Document section ::

>>>>>

# Cinta tools



## j&t drywall (Aug 13, 2014)

Hey guys I was looking on all-wall for a decent starter set and seen cinta has flat boxes, a pump and handle for only $650. I was just wondering if it's worth the money or not, I'm totally new to boxes and have no idea what I'm doin so I don't want to get a crappy set. Thanks for any help and input


----------



## loudcry184 (Jan 26, 2014)

I don't know much about Cinta tools. My experience in drywall tools has been that lower priced tools typically have lower quality. Not that they won't work, they just don't seem to have the same quality as Drywall Master, Columbia, Northstar, or TapeTech. Personally I would stick to one of those 4 brands, even if they are used.


----------



## gazman (Apr 29, 2011)

loudcry184 said:


> I don't know much about Cinta tools. My experience in drywall tools has been that lower priced tools typically have lower quality. Not that they won't work, they just don't seem to have the same quality as Drywall Master, Columbia, Northstar, or TapeTech. Personally I would stick to one of those 4 brands, even if they are used.


Or Blueline / Tapepro.


----------



## loudcry184 (Jan 26, 2014)

gazman said:


> Or Blueline / Tapepro.


They are alright. Definitely a step in the right direction.


----------

<<<<<

Dataset content ::
>>>>>

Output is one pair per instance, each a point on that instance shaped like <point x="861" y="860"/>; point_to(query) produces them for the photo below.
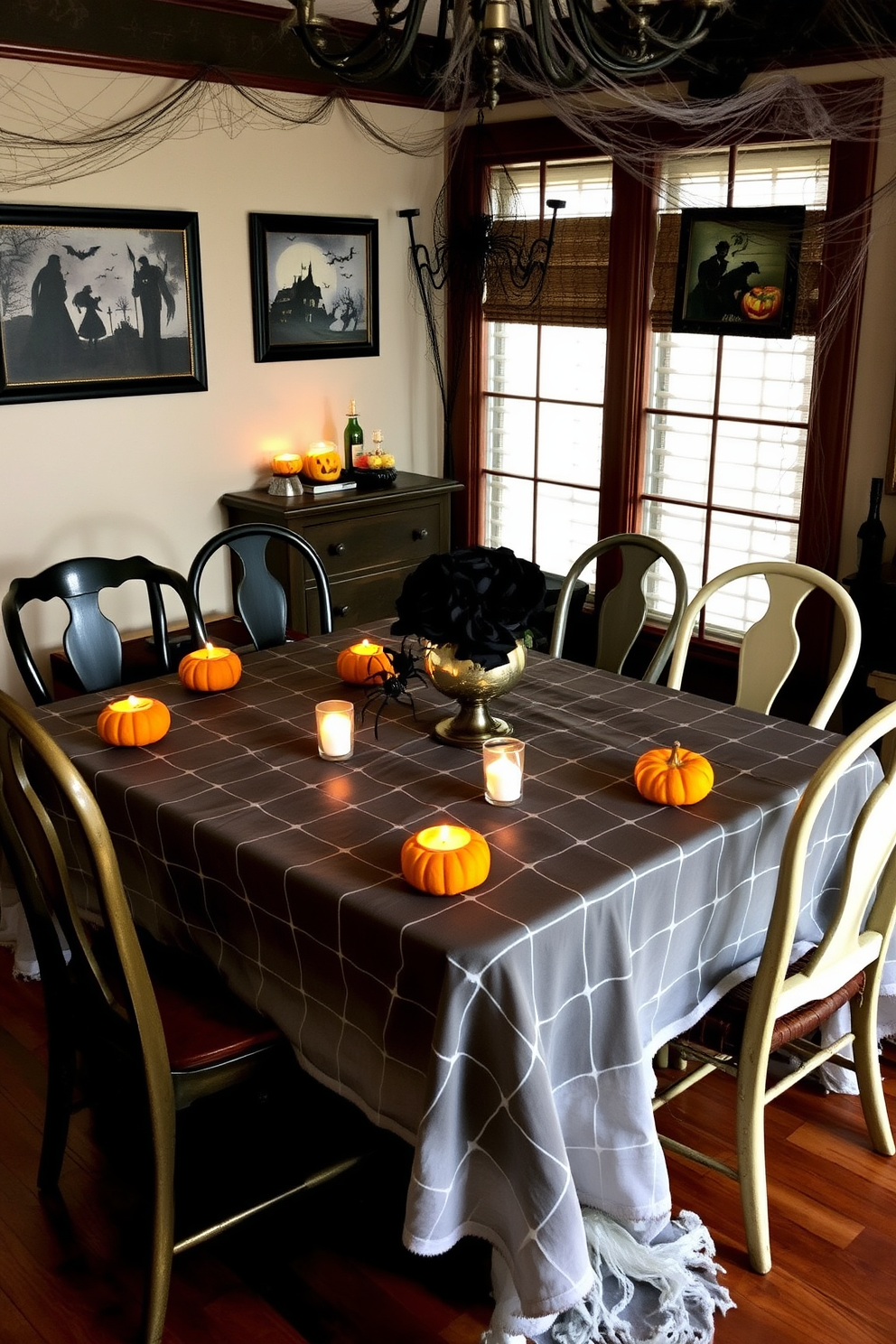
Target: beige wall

<<<<<

Exercise details ::
Please answer from the Cinta tools thread: what price does the first post give for the Cinta set of flat boxes, a pump, and a handle?

Reply to the exercise ::
$650